▶ Brief
Copy the listing below word for word, leaving out the pictures.

▶ Exercise materials

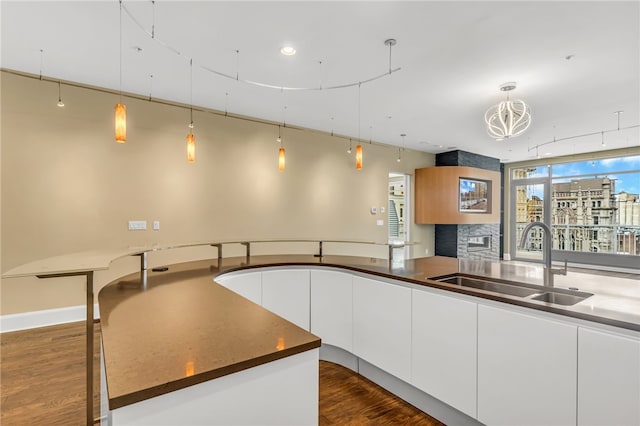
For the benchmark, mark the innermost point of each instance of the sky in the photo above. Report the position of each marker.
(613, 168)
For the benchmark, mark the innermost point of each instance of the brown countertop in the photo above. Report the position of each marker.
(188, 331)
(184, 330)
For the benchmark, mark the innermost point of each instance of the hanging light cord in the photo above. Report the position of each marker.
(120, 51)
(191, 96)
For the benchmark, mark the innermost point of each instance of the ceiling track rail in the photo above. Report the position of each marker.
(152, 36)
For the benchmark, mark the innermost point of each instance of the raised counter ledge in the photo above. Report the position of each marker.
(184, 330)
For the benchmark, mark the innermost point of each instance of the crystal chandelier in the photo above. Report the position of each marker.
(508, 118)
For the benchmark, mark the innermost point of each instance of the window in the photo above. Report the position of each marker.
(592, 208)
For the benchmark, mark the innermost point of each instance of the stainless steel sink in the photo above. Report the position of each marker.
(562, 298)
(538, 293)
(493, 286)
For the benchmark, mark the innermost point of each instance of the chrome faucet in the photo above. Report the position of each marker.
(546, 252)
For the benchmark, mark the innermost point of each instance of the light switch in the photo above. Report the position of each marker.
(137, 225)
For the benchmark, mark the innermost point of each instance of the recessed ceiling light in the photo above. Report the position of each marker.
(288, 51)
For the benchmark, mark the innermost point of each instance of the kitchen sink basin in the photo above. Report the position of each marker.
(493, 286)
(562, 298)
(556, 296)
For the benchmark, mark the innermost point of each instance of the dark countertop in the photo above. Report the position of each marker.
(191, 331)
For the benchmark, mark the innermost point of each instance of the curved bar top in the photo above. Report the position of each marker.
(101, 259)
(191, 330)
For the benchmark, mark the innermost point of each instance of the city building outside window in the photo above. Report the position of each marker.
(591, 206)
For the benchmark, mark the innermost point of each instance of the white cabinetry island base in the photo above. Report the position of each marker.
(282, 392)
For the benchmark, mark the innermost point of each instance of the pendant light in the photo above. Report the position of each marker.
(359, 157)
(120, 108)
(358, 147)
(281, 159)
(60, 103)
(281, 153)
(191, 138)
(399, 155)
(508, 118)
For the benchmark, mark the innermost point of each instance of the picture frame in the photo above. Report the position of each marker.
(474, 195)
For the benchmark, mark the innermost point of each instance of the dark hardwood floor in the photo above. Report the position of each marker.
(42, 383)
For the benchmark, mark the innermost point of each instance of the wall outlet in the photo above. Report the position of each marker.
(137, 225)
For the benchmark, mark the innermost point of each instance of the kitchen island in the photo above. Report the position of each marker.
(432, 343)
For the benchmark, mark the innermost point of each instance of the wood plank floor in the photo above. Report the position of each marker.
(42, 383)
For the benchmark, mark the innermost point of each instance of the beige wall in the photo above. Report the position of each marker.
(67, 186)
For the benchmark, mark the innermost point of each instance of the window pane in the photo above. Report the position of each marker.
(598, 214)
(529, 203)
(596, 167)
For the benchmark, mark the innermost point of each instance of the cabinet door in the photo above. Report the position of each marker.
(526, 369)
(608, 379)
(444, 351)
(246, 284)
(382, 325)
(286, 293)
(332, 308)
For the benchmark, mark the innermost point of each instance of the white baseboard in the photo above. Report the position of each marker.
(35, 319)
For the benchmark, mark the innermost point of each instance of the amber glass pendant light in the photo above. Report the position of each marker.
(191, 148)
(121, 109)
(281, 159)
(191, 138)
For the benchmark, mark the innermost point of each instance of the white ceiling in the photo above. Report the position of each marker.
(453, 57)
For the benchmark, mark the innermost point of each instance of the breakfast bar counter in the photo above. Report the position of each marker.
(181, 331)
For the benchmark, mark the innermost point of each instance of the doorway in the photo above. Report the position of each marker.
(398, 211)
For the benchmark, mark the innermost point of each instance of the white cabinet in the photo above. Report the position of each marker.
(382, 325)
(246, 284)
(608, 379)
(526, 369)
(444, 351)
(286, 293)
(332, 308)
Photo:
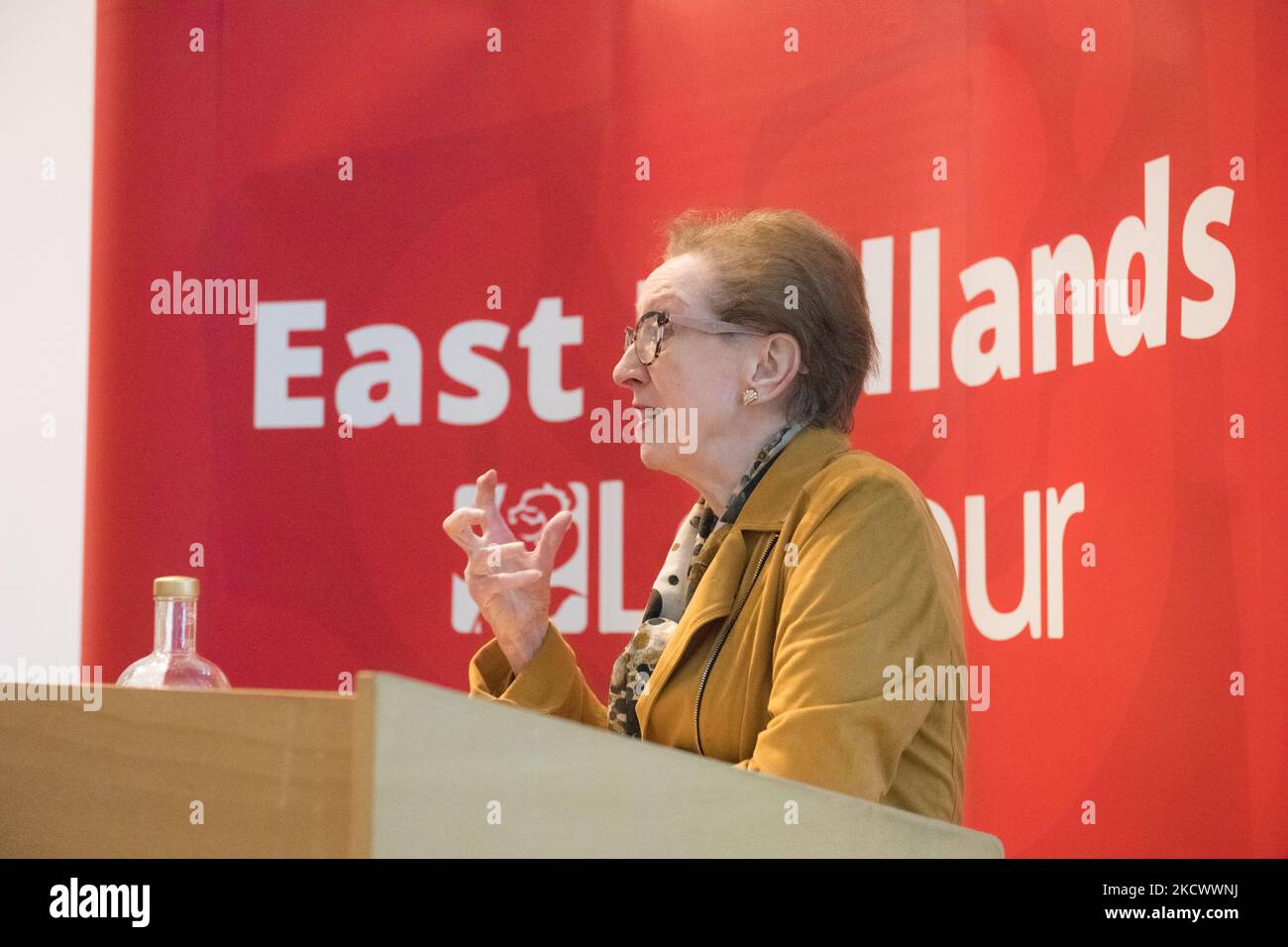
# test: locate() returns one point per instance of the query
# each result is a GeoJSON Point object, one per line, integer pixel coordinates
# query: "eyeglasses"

▶ Finished exercise
For the benchmark, mark the innermost point of each instance of the sky in the photo above. Report the position of each marker.
(613, 168)
For the benchmark, mark the innermost point of each instance of the brown countertop in the photo above. Report the position of each marker.
(188, 331)
(184, 330)
For the benchmark, mark the innermost point of each instance of the hanging light cord in the photo above. Report the position of each marker.
(120, 51)
(191, 96)
For the benchmark, mark the innermost point of each instance of the ceiling track rail in the photo above. Report the position of each marker.
(152, 36)
For the benchmark, mark the innermost point of each instance of the raised counter ledge in the photo above. Report the position of each marker.
(184, 330)
For the benchmark, mark the innermost point of each instance of the crystal chandelier in the photo above. Report the position of each marker.
(508, 118)
For the benchmark, mark the innermost point of each instance of the window in the photo above. Report the position of each marker.
(592, 208)
For the benchmark, mark the innermost point of each instance of the stainless steel sink in the photo above. Report the position of each marker.
(562, 298)
(538, 293)
(493, 286)
For the benchmark, mark the innermost point of each instance of the chrome faucet in the photo above. Report the position of each marker.
(546, 252)
For the benchmark, mark the innermost point of each instance of the light switch in the photo above. Report the position of each marker.
(137, 225)
For the benchmark, mark the innermost point of each instance of the recessed ceiling light in the photo above. Report the position of each marker.
(288, 51)
For the benchmark, mark the innermost point of each instance of the kitchen sink basin in the photo above. Report the position of each marker.
(493, 286)
(562, 298)
(556, 296)
For the benchmark, mark the innermost point of each instance of the dark countertop in the photo above. Report the position of each marker.
(191, 331)
For the benchmark, mark the innermost point of each instance of the curved bar top in the photo above. Report the position of each marker.
(101, 259)
(191, 330)
For the benchmark, mark the innermost point of each instance of the city building outside window in the photo above. Report the position of each marker.
(591, 206)
For the benchmark, mark the innermost point of each instance of the white cabinetry island base in the photo above. Report the position of each marker.
(282, 392)
For the benchmark, mark the innermost point of each instance of the pendant light in the photo above. Report the position of each marker.
(359, 157)
(120, 108)
(358, 147)
(281, 159)
(60, 103)
(281, 153)
(191, 138)
(399, 155)
(508, 118)
For the benchmark, mark the innermost point of each instance of the picture frame in the photo above. Report the position of each marker.
(474, 195)
For the benchmark, mark the innermost point of each instance of the dark hardwood floor in the photo above. Report the position of each marker.
(42, 383)
For the benchmark, mark the innermost point of each instance of the wall outlet in the photo above. Report the position of each marker.
(137, 225)
For the benchmark, mark the innermost point of each instance of the kitchen island in the photo above. Report the position of each marker.
(432, 343)
For the benchmark, mark the innermost point of each instance of the wood plank floor in the photo above. Report the position of each marker.
(42, 383)
For the benchmark, mark the innermost point of each instance of the beige wall in the photo above. Report the position of each marker.
(67, 186)
For the benchmark, mark the innermost point of each instance of the window pane in the photo above. Report the position of each marker.
(598, 214)
(529, 203)
(596, 167)
For the benchmark, mark the innermost point of each instance of the cabinet door in the photo above. Report the position of each marker.
(526, 369)
(608, 379)
(444, 351)
(246, 284)
(382, 325)
(286, 293)
(332, 308)
For the benchmark, mark the innermost point of each instance of the white baseboard in the photo above. Report the position of each marker.
(35, 319)
For the benchmark, mark the innermost point of each instance of the amber glass pendant light in the photo above. Report the position of each marker.
(191, 148)
(121, 109)
(281, 159)
(191, 138)
For the benchmark, mark the innermost point of each instance of the white ceiling in the photo above. Report the position of each marker.
(453, 57)
For the benchmark, mark the innermost point of each instance of the breakfast bar counter in the photo above. Report the position of each marker.
(181, 331)
For the benchmark, mark the innermost point of each instance of the doorway in the photo above. Report the position of each marker.
(398, 211)
For the benchmark, mark the innermost point of each instance of the white cabinet in the photo above. Report the position of each marker.
(382, 325)
(246, 284)
(608, 379)
(526, 369)
(444, 351)
(286, 293)
(332, 308)
Photo:
# test: locate() returns one point per instance of the query
# each result is a GeoJSON Point object, one per line, integer pixel coordinates
# query: "eyeglasses"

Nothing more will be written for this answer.